Written instruction: Below are some entries; can you quote all of them exactly?

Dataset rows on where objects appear
◇ ◇ ◇ ◇ ◇ ◇ ◇

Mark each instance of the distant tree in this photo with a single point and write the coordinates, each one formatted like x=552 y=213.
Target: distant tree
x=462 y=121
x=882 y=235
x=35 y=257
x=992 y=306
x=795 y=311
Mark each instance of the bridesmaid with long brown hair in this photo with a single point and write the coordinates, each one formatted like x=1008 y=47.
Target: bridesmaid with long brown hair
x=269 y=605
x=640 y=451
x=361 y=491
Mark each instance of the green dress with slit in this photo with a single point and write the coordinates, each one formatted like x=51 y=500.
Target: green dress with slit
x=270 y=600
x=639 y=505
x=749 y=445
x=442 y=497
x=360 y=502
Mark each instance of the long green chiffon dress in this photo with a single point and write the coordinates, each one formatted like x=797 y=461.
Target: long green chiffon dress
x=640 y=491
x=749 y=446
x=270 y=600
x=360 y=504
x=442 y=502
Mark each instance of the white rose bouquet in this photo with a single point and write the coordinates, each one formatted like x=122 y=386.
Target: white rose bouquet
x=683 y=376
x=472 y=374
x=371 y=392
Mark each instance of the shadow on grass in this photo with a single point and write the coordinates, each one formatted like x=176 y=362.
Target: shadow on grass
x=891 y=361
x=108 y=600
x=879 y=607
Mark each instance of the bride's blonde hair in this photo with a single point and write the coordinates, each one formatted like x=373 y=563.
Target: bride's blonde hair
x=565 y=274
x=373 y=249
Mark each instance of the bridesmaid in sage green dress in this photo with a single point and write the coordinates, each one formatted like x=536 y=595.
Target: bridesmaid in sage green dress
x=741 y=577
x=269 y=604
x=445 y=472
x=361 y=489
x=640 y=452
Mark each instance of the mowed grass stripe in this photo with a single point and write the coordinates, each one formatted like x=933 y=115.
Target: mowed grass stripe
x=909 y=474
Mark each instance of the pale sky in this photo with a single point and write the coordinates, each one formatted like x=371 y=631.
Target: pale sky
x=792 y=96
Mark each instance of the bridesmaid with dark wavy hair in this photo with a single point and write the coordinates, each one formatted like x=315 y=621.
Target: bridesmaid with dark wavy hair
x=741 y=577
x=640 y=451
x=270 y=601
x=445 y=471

◇ ◇ ◇ ◇ ◇ ◇ ◇

Output below:
Mark each instance of the distant tree in this photo with a single point and write the coordinates, each one formatted like x=552 y=213.
Target: distant tree
x=462 y=121
x=882 y=235
x=35 y=257
x=992 y=306
x=795 y=311
Mark each instance of the bridesmaid with long brown hair in this photo with a single point and write the coordinates, each one formatted like x=1008 y=47.
Target: bridesmaid with long brown hair
x=269 y=605
x=640 y=451
x=361 y=491
Mark each instance of the green dress with slit in this photo with a single point and write the coordinates, each one formatted like x=51 y=500.
Target: green dress with slit
x=270 y=600
x=639 y=505
x=749 y=445
x=442 y=497
x=360 y=502
Mark each instance of the long green chiffon dress in this photo with a single point and write the coordinates, each one formatted like x=797 y=461.
Target: long green chiffon dress
x=640 y=491
x=749 y=446
x=270 y=600
x=360 y=504
x=442 y=502
Mark each instance of the white rose bouquet in this photo with a single point and write the coordinates, each one formatted like x=122 y=386.
Target: white rose bouquet
x=683 y=376
x=472 y=374
x=371 y=392
Mark each instance of the shadow on grass in this photo with a single point and write the coordinates, each one formatted like x=176 y=362.
Target: shadow on grass
x=891 y=361
x=108 y=600
x=879 y=607
Mark each instance of the bride's blonde hair in this photo with a single point and write the coordinates, each one formatted like x=373 y=563.
Target: bride's blonde hair
x=565 y=274
x=373 y=249
Mark each instance of the bridesmaid in sage green dress in this photo with a single point and write the coordinates, each one formatted like x=536 y=595.
Target: bridesmaid in sage green dress
x=741 y=577
x=269 y=604
x=445 y=472
x=361 y=489
x=640 y=452
Mark each instance of the mowed grass stripe in this photo with a single point and write the coordinates, each one formatted like x=933 y=115.
Target: mowed grass stripe
x=909 y=474
Mark each instance of the pale sky in this photo with a single point and write the coordinates, each one formatted like x=371 y=631.
Target: pale sky
x=792 y=96
Mark each instance of the bridesmaid with dark wavy hair in this photo with a single point and write the coordinates, each one formatted like x=315 y=621.
Target: bridesmaid with dark wavy hair
x=741 y=577
x=640 y=451
x=270 y=601
x=445 y=471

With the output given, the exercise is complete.